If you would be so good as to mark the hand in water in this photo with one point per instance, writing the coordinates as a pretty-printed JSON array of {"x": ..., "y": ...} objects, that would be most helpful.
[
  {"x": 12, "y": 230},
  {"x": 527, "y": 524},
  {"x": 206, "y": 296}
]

PROBLEM DETAILS:
Copy the listing above word for word, keeping every line unchanged.

RESPONSE:
If you would be so good as to mark the hand in water in this photo with one point per instance, writing the coordinates as a pretty-printed JSON array of {"x": ..., "y": ...} objects, that would be most helpful.
[
  {"x": 12, "y": 230},
  {"x": 527, "y": 524},
  {"x": 206, "y": 296}
]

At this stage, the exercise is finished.